== GOAL OF THE EXERCISE ==
Format the records below as a two-column CSV with the headers instruction and response, one row per record: its text and its answer, each in a single quoted field with line breaks replaced by spaces. Leave the pictures out.

-*-*-

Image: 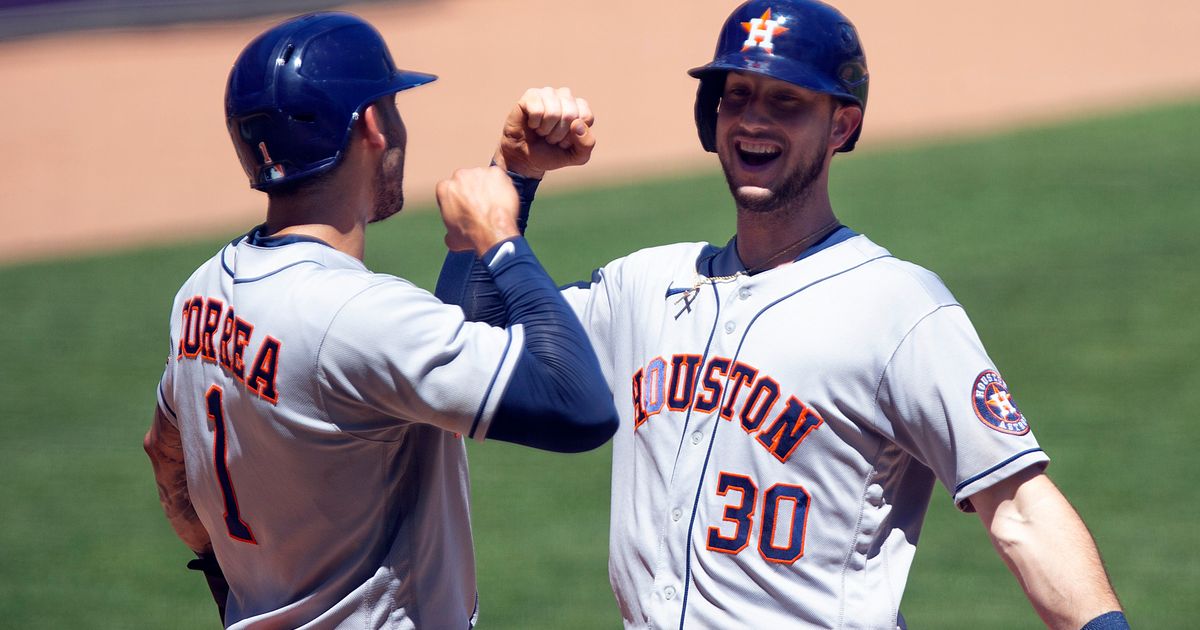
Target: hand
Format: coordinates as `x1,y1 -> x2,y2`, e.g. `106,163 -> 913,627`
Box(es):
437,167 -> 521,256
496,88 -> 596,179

-*-*-

== CORRECT RESPONSE ==
instruction,response
"Image: Target: hand Format: coordinates as `x1,y1 -> x2,y2`, e.g. `106,163 -> 913,627` Box(es):","437,167 -> 521,256 496,88 -> 596,179"